**Task goal:** Every record needs to be set down again without a single difference.

**Recorded data:**
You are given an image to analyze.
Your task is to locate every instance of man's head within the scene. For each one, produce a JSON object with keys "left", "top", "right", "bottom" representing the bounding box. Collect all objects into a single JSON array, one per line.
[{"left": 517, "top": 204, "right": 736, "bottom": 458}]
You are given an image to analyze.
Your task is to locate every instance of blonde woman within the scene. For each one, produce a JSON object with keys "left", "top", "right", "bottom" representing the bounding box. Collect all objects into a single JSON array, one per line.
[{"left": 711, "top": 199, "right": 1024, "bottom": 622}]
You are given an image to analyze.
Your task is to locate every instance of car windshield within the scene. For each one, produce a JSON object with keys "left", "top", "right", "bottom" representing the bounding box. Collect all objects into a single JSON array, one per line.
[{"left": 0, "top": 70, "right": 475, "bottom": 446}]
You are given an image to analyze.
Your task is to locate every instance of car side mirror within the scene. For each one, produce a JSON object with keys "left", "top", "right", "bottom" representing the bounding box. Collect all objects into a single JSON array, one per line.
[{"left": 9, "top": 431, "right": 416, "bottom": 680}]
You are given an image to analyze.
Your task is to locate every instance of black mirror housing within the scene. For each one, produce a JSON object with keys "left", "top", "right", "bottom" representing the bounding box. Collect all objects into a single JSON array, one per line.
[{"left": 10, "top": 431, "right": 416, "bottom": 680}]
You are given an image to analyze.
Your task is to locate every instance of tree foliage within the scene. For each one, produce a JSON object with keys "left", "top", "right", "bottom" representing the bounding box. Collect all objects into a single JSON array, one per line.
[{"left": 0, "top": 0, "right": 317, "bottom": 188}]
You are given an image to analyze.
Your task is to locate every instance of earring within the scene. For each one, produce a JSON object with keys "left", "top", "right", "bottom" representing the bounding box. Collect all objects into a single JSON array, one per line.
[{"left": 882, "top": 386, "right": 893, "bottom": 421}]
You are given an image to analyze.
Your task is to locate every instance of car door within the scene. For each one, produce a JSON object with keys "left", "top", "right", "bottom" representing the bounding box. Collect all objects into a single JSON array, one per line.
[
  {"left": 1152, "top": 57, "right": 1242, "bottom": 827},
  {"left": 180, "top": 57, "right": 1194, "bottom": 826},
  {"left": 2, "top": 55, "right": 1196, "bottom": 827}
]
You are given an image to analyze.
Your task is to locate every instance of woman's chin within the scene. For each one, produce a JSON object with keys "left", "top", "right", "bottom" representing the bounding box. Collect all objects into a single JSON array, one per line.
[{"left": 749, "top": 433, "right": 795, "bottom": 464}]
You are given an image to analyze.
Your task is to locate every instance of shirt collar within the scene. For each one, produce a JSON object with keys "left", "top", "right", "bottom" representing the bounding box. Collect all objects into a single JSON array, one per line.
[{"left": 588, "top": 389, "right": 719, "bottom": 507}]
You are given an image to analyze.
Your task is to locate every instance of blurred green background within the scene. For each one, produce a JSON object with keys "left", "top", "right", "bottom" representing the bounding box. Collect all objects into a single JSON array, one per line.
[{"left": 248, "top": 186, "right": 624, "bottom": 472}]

**Answer space:**
You are given an image to analyze.
Your task is to locate every instance of man's head within the scene. For each one, produce a JSON object with keys "left", "top", "right", "bottom" representing the bounding box. Collect all objects into a single JSON array, one per line.
[{"left": 517, "top": 204, "right": 736, "bottom": 458}]
You are given an image to analyze.
Your task is to locate every instance of blonde woman within the scene. For each one, produce a JSON object with keys "left", "top", "right", "bottom" representing the bounding box. Collect all objects into a single JSON array, one per line.
[{"left": 711, "top": 199, "right": 1024, "bottom": 622}]
You are given an image to analyze.
Your task is to locate every instance of car windshield within the scene. For each one, produce a JSON object with keys "left", "top", "right", "bottom" representing the bounding box. Collect all objects into a single JSON array, one per line.
[{"left": 0, "top": 70, "right": 475, "bottom": 446}]
You are given an image to analyze.
Your task is to locate every instance of car side mirror within the scene. For each one, produce a JSON object with keys "left", "top", "right", "bottom" representing the bounding box. Collect all objects into a single JSON array, one per line.
[{"left": 9, "top": 431, "right": 416, "bottom": 680}]
You are given an image to analyze.
Your task is to locate every instance of black mirror housing within the scene. For each one, produce a JSON object with keys "left", "top", "right", "bottom" representing the bounding box. Collect all objects into a single JSON array, one per line.
[{"left": 10, "top": 431, "right": 416, "bottom": 680}]
You are given an image to analyze.
Your task is to locate every instance of tree foliage within the scene. For each one, produce a JSON object with keys "left", "top", "right", "bottom" representing the bounding box. Collect all objects into a single JSON array, one per line.
[{"left": 0, "top": 0, "right": 317, "bottom": 188}]
You are given an image to analyze.
Your task is to locate every instance of earring within the scene. For each one, produce a JSON object with keys "left", "top", "right", "bottom" representing the bounding box. Collect all objects into a single JSON array, one per line.
[{"left": 882, "top": 386, "right": 893, "bottom": 421}]
You are given an image to analyze.
Your task is to locate every instance of car door within the scene. For each one, produce a JSON object with keys "left", "top", "right", "bottom" representing the bounding box. Collect all objects into a single JSON array, one per line.
[
  {"left": 1152, "top": 57, "right": 1242, "bottom": 827},
  {"left": 180, "top": 57, "right": 1194, "bottom": 826},
  {"left": 2, "top": 55, "right": 1196, "bottom": 827}
]
You are given an image to analyze.
Your task is to locate every instance of woman's chin within the scene. For each one, produce a JSON object with keys "left", "top", "right", "bottom" representing the bounding box. Collect all objects into a single JSON array, one per line.
[{"left": 749, "top": 433, "right": 795, "bottom": 464}]
You are given an image to analyze.
Your task is to locate every instance of shirt collar within the scene. For each one, produce a JSON object with keys "left", "top", "right", "bottom" representing the bounding box. Collect all objects into a single JSON array, one per line.
[{"left": 588, "top": 389, "right": 719, "bottom": 507}]
You are given an image to analyze.
Your task is to locate every instance of blurred green background within the scene. For each one, produce a JSON object with keys "left", "top", "right", "bottom" representing the bounding box. Collect all objects into a single JSON array, one per line.
[{"left": 248, "top": 186, "right": 624, "bottom": 472}]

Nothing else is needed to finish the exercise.